+++ Source extract

A 2002 study found that up to one-third of adult women might experience hypoactive sexual desire disorder, a technical term for when women lack sexual desire or fantasy.

Some experts say that for women, the cure for low libido is more likely to be found in their brains than in a bottle.

"Women's sexuality is very complicated. It's not a matter of just taking that pill, by the way, and then all of a sudden the lights go on," said Judy Kuriansky, a clinical psychologist and certified sex therapist. "You have to feel good about your body. You have to feel good about yourself. You have to feel the guy really loves you...It's complex. It's not the same as a man taking a pill."

Addyi is frequently referred to as "female Viagra" because it's a pill for sexual dysfunction in women. However, experts say it's a misnomer to describe it as such since it works in a distinctly different way to target the brain.

Viagra treats erectile dysfunction, a physical problem, and does not induce sexual desire. Addyi works on the central nervous system, which is why it's in the same category as an antidepressant.

Another difference is that men take Viagra as needed before a sexual encounter, and women take Addyi once every night.

In clinical trials, women taking the drug experienced a 37% increase in sexual desire, according to Sprout Pharmaceuticals, which makes the drug.

There's no doubt that sex drugs for men have been a boon for the pharmaceutical industry. The FDA approved Viagra in 1998. And last year, the drug earned more than $1.6 billion for Pfizer. But drug companies have struggled to come up with the right formula for women.

In June, an advisory committee recommended the drug for approval after two previous failed attempts to do so that cited concerns about side effects. At the time, Dr. Margery Gass, a sexual dysfunction expert at Cleveland Clinic, told CNN she was elated that the drug was one step closer to becoming available to women. "I think women are going to be very appreciative of having something they can try for this problem," she said.

++++++
+++ Data provided

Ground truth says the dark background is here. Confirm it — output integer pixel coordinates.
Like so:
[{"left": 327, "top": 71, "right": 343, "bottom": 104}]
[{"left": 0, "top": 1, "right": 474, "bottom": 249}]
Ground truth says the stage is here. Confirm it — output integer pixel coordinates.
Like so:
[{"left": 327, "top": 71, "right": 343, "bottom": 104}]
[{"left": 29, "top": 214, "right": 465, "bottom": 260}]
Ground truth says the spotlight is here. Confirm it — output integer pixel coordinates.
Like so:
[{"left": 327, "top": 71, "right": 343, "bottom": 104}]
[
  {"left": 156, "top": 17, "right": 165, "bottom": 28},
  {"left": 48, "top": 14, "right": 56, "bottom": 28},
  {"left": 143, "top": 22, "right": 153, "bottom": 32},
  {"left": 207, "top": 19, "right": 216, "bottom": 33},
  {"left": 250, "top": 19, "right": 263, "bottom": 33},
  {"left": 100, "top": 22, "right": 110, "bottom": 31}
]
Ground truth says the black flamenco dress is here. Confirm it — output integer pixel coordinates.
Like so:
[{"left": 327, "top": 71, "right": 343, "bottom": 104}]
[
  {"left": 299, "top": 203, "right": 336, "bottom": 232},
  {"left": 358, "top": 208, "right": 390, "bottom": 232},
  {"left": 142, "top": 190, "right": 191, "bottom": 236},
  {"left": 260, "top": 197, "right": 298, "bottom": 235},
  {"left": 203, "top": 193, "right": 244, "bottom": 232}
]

++++++
+++ Data provided

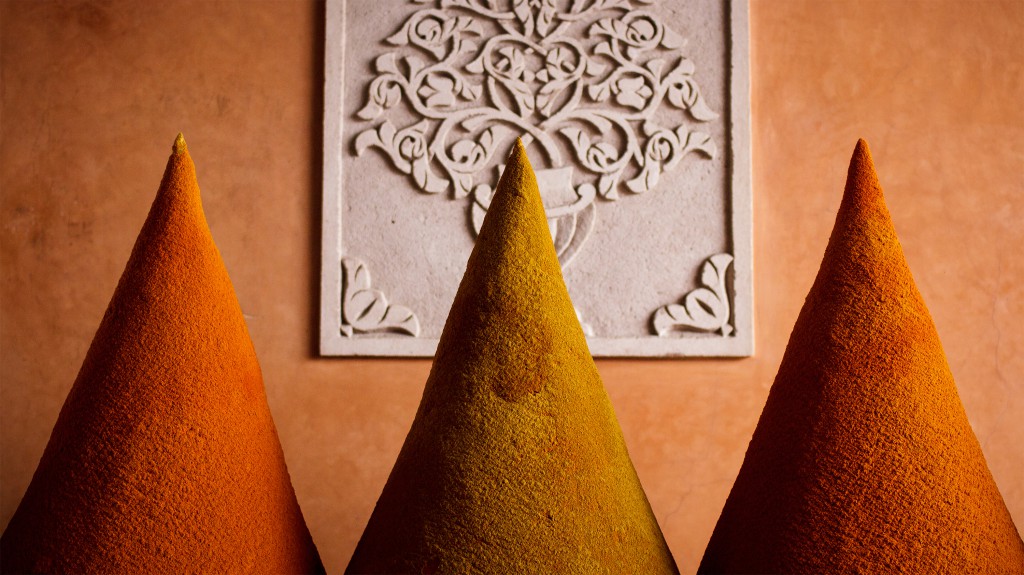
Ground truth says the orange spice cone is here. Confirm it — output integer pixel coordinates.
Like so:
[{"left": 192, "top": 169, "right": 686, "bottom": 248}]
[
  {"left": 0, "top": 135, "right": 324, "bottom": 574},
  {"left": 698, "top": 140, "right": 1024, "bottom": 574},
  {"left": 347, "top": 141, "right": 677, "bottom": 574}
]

++++++
+++ Data provided

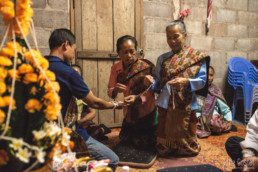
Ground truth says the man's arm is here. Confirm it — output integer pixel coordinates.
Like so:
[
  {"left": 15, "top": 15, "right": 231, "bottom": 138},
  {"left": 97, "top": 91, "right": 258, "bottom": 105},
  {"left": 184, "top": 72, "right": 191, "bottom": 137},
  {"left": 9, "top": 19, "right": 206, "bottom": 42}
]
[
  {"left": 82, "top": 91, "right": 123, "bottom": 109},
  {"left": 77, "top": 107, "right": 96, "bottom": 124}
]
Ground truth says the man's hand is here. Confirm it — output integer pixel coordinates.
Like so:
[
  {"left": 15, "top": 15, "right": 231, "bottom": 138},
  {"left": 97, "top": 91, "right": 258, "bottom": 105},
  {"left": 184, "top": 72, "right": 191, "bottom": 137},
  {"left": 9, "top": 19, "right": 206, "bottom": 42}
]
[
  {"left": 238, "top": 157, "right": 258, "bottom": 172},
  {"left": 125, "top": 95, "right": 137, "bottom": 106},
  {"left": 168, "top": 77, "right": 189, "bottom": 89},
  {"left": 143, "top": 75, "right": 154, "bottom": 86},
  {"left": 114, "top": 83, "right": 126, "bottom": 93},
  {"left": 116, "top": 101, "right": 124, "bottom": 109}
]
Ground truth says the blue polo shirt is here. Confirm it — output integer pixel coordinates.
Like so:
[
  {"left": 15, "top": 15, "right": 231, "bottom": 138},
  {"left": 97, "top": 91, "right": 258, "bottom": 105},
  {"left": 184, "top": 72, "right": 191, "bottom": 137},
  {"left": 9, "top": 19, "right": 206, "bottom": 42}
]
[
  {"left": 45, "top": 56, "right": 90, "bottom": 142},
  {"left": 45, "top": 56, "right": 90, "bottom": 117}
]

++++++

● What you will do:
a) Reproduce the passage of the Addyi article that starts at "Some experts say" and ends at "target the brain.".
b) According to the Addyi article, how often do women take Addyi?

● List of answers:
a)
Some experts say that for women, the cure for low libido is more likely to be found in their brains than in a bottle.

"Women's sexuality is very complicated. It's not a matter of just taking that pill, by the way, and then all of a sudden the lights go on," said Judy Kuriansky, a clinical psychologist and certified sex therapist. "You have to feel good about your body. You have to feel good about yourself. You have to feel the guy really loves you...It's complex. It's not the same as a man taking a pill."

Addyi is frequently referred to as "female Viagra" because it's a pill for sexual dysfunction in women. However, experts say it's a misnomer to describe it as such since it works in a distinctly different way to target the brain.

b) Once every night.